• Exercise requirements
Copy out every row below, unchanged.

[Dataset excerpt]
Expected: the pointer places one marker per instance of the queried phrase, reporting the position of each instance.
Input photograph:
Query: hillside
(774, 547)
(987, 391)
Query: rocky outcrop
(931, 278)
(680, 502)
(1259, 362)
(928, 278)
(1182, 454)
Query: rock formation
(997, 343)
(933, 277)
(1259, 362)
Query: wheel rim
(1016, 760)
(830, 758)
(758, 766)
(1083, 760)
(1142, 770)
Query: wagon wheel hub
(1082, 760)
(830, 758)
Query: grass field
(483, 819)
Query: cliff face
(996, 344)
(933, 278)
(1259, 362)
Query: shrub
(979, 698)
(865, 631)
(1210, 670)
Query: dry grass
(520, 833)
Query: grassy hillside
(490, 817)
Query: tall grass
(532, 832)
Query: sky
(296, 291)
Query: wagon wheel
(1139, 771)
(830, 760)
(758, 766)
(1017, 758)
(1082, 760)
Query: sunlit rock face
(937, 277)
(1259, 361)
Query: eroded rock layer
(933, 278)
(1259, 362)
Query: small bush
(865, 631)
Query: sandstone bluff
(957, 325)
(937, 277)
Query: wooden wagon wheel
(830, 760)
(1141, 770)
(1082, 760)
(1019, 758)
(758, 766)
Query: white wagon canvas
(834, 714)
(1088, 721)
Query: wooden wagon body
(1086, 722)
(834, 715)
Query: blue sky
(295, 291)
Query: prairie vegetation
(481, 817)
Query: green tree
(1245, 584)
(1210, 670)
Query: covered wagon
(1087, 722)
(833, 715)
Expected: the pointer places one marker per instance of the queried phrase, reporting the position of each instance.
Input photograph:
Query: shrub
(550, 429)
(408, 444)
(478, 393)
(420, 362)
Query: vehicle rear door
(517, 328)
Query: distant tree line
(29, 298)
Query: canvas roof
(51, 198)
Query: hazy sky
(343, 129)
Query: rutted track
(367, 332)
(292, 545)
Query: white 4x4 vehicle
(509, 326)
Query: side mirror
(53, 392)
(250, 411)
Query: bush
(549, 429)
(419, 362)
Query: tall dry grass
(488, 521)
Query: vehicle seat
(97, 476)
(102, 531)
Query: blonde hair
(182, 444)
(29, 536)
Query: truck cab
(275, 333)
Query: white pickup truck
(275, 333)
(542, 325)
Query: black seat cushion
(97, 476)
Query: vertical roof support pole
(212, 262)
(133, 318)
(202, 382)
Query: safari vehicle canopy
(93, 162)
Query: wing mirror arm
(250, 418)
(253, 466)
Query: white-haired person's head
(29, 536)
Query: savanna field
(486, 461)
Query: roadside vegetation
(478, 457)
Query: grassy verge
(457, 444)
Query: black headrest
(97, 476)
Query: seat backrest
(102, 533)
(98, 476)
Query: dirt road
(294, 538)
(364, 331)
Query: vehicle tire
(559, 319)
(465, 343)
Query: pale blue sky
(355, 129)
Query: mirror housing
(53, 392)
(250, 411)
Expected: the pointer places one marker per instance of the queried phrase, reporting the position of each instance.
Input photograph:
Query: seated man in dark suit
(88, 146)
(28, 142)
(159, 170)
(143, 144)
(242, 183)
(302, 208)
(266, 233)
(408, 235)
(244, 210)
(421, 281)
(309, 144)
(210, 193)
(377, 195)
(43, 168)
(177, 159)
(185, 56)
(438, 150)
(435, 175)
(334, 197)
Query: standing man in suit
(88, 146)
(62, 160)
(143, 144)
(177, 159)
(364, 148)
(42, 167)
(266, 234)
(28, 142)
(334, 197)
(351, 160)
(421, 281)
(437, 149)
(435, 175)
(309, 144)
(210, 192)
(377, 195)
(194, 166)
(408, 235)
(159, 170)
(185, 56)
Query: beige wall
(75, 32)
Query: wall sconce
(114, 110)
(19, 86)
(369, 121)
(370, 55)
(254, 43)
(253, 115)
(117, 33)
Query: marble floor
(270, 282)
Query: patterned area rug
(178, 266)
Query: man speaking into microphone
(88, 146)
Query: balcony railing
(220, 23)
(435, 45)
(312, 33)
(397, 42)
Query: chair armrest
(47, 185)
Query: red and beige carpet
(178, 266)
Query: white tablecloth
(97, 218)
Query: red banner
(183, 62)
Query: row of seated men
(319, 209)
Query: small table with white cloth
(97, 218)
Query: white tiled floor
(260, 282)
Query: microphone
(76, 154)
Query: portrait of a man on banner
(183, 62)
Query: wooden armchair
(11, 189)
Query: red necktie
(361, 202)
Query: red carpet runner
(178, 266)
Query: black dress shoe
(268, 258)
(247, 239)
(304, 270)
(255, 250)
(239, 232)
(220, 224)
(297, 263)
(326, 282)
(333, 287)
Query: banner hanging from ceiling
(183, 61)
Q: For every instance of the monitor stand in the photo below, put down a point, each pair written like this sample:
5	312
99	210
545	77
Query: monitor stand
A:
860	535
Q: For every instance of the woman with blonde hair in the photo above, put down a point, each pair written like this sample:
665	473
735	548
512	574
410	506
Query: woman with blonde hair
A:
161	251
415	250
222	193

• Task solution
Expected: the pointer places one marker per instance of the queried phrase, reporting the position of each instance.
Input photograph:
Query: hillside
(774, 547)
(987, 391)
Query: rocky outcrop
(931, 278)
(680, 502)
(1259, 362)
(928, 278)
(1182, 454)
Query: rock formation
(997, 343)
(933, 277)
(1259, 362)
Query: wheel rim
(1016, 760)
(830, 758)
(758, 766)
(1083, 760)
(1142, 770)
Query: wagon wheel hub
(1082, 760)
(830, 758)
Query: grass field
(483, 819)
Query: cliff face
(996, 344)
(933, 278)
(1259, 362)
Query: shrub
(979, 698)
(865, 631)
(1210, 670)
Query: dry grass
(520, 833)
Query: grassy hillside
(490, 817)
Query: tall grass
(532, 832)
Query: sky
(296, 291)
Query: wagon wheel
(1139, 771)
(830, 760)
(758, 766)
(1017, 758)
(1082, 760)
Query: sunlit rock face
(937, 277)
(1259, 361)
Query: eroded rock layer
(933, 278)
(1259, 362)
Query: small bush
(865, 631)
Query: sandstone bluff
(957, 325)
(937, 277)
Query: wooden wagon wheel
(830, 760)
(1141, 770)
(1082, 760)
(1019, 758)
(758, 766)
Query: white wagon canvas
(834, 714)
(1088, 721)
Query: wooden wagon body
(1086, 722)
(834, 715)
Query: blue sky
(295, 291)
Query: prairie vegetation
(481, 817)
Query: green tree
(1245, 584)
(1210, 670)
Query: covered wagon
(1087, 722)
(833, 715)
Expected: the pointer places one marker per instance of the queried phrase, reporting the position of each instance.
Input photograph:
Query: shrub
(550, 429)
(408, 444)
(478, 393)
(420, 362)
Query: vehicle rear door
(517, 328)
Query: distant tree line
(29, 298)
Query: canvas roof
(51, 198)
Query: hazy sky
(343, 129)
Query: rutted track
(367, 332)
(292, 545)
Query: white 4x4 vehicle
(509, 326)
Query: side mirror
(53, 392)
(250, 411)
Query: bush
(549, 429)
(419, 362)
Query: tall dry grass
(488, 521)
Query: vehicle seat
(97, 476)
(102, 531)
Query: blonde hair
(182, 444)
(29, 536)
Query: truck cab
(275, 333)
Query: white pickup truck
(275, 333)
(542, 325)
Query: black seat cushion
(97, 476)
Query: vertical roof support pole
(212, 262)
(133, 318)
(202, 382)
Query: safari vehicle canopy
(93, 162)
Query: wing mirror arm
(250, 418)
(253, 466)
Query: white-haired person's head
(29, 536)
Query: savanna field
(486, 461)
Query: roadside vegetation
(478, 457)
Query: grassy verge
(457, 444)
Query: black headrest
(97, 476)
Query: seat backrest
(102, 533)
(98, 476)
Query: dirt road
(294, 538)
(364, 331)
Query: vehicle tire
(559, 319)
(465, 343)
Query: pale blue sky
(355, 129)
Query: mirror housing
(53, 392)
(250, 411)
Expected: the pointer places one marker per instance of the queried phrase, reporting the position of each instance.
Input photograph:
Query: seated man in dark suit
(88, 146)
(28, 142)
(159, 170)
(143, 144)
(242, 183)
(302, 208)
(266, 233)
(408, 235)
(244, 210)
(421, 281)
(309, 144)
(210, 193)
(377, 195)
(43, 168)
(177, 159)
(185, 56)
(438, 150)
(435, 175)
(334, 197)
Query: standing man in suit
(88, 146)
(62, 160)
(143, 144)
(177, 159)
(364, 148)
(42, 167)
(266, 234)
(28, 142)
(334, 197)
(351, 160)
(421, 281)
(437, 149)
(435, 175)
(309, 144)
(210, 192)
(377, 195)
(194, 166)
(408, 235)
(159, 170)
(185, 56)
Query: beige wall
(75, 32)
Query: wall sconce
(114, 110)
(19, 86)
(369, 121)
(370, 55)
(254, 43)
(253, 115)
(117, 33)
Query: marble floor
(270, 282)
Query: patterned area rug
(178, 266)
Query: man speaking into microphone
(88, 146)
Query: balcony railing
(220, 23)
(435, 45)
(312, 33)
(397, 42)
Query: chair armrest
(47, 185)
Query: red and beige carpet
(178, 266)
Query: white tablecloth
(97, 218)
Query: red banner
(183, 62)
Query: row of seated men
(319, 209)
Query: small table with white cloth
(97, 218)
Query: white tiled floor
(260, 282)
Query: microphone
(76, 154)
Query: portrait of a man on banner
(183, 62)
Query: wooden armchair
(11, 189)
Query: red necktie
(361, 202)
Query: red carpet runner
(178, 266)
Query: black dress shoe
(268, 258)
(247, 239)
(304, 270)
(255, 250)
(239, 232)
(220, 224)
(297, 263)
(326, 282)
(333, 287)
Query: banner hanging from ceiling
(183, 61)
Q: For every instance of the monitor stand in the photo below, put down a point, each pair written like this sample:
5	312
99	210
545	77
Query: monitor stand
A:
860	535
Q: For every instance of the woman with blonde hair in the photo above, put down a point, each pair written like this sample:
665	473
735	548
512	574
410	506
Query: woman with blonde hair
A:
161	251
415	250
222	193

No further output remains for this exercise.